SUPPLIED PASSAGE →
◇ ◇ ◇ ◇ ◇

Our pediatrician is a bit of a running joke in the family. He is a good doctor, old-school like my father was. He enters the exam room with his paper chart, sitting cross-legged on his stool, waiting and watching silently. He misses nothing, inquiring about every scrape and bruise. “Good thing we don’t have to see Dr. B-,” we laugh every time any child has a noticeable blemish.
I take the boys together every October for their “birthday appointment.” My middle son immediately fills the silence with a running narrative of things I might have preferred to leave unmentioned to our crusty, aging pediatrician. The day before their appointment there was a minor incident with a pickaxe. “We probably don’t need to tell Dr. B- about the pickaxe,” I warned him.
He didn’t. Instead, he launched into a narrative about playing in the swamp with friends and all the water moccasins that they saw and the gator slide where gators slid in and out of the swamp. Dr. B- look at their permanently dirt-stained feet with cuts and scrapes. “So, they’re kind of free-range,” he said. Maybe his grumpiness is fading - no disapproving glances at all. I think he was charmed by children who can talk to adults and do things other than stare at a screen.
As we opened the car doors, my oldest slipped into the front passenger seat. He has been waiting desperately for this moment. Though he has been the size of a small adult for over a year, by state law he must be twelve to ride in the front passenger seat. Only yesterday he rode in the backseat, big and bald, with a goofy grin. I thought that he might never grow hair (or walk) - but then a curly, red tendril grew above each ear. Now he has enviable auburn hair and sits beside me, suddenly half peer, half child.

◇ ◇ ◇ ◇ ◇

SUPPLIED ENTRIES →
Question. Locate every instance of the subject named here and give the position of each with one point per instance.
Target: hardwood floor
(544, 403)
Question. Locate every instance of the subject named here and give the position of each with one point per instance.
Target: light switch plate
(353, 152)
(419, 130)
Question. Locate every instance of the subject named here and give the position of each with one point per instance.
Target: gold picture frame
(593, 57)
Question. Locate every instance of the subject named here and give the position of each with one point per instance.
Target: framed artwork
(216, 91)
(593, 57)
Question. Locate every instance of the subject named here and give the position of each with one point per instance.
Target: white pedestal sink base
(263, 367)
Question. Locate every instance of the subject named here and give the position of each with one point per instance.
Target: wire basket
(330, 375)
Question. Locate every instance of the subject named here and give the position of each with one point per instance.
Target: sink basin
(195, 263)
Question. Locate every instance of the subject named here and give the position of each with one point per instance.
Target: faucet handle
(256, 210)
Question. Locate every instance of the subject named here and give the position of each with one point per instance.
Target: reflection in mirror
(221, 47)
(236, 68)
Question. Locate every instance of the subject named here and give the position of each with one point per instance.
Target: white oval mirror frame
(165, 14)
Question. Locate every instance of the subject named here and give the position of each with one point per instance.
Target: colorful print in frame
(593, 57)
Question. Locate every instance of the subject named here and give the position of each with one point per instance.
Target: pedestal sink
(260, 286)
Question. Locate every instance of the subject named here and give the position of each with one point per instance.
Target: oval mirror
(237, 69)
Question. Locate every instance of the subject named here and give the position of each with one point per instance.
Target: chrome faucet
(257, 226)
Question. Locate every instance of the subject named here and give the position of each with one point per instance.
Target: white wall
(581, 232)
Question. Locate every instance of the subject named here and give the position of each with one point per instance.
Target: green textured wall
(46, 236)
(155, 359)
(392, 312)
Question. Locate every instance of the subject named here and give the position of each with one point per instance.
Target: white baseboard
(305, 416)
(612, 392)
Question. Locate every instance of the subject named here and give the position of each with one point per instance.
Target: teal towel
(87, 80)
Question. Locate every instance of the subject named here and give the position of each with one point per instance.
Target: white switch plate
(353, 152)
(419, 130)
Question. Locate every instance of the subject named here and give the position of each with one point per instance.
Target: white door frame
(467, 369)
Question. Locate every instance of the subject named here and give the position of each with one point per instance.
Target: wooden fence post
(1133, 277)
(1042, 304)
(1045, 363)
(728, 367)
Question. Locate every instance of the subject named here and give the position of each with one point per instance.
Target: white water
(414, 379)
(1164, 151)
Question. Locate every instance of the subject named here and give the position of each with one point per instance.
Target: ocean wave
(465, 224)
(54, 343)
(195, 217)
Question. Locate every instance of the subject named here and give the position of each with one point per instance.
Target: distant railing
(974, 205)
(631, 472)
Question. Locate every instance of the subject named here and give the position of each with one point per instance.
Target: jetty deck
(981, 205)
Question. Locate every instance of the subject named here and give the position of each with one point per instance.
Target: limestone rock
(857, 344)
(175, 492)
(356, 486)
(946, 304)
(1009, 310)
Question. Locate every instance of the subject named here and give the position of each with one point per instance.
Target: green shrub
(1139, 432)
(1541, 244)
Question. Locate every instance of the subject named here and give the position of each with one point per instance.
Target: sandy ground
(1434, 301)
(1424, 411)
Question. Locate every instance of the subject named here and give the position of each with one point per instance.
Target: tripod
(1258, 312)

◇ ◇ ◇ ◇ ◇

WHAT IS BEING ASKED → Please copy the part of the pediatrician essay between "I take the boys" and "at a screen.", inclusive. The data here comes from a different source than the pediatrician essay.

RESULT OF THE EXERCISE →
I take the boys together every October for their “birthday appointment.” My middle son immediately fills the silence with a running narrative of things I might have preferred to leave unmentioned to our crusty, aging pediatrician. The day before their appointment there was a minor incident with a pickaxe. “We probably don’t need to tell Dr. B- about the pickaxe,” I warned him.
He didn’t. Instead, he launched into a narrative about playing in the swamp with friends and all the water moccasins that they saw and the gator slide where gators slid in and out of the swamp. Dr. B- look at their permanently dirt-stained feet with cuts and scrapes. “So, they’re kind of free-range,” he said. Maybe his grumpiness is fading - no disapproving glances at all. I think he was charmed by children who can talk to adults and do things other than stare at a screen.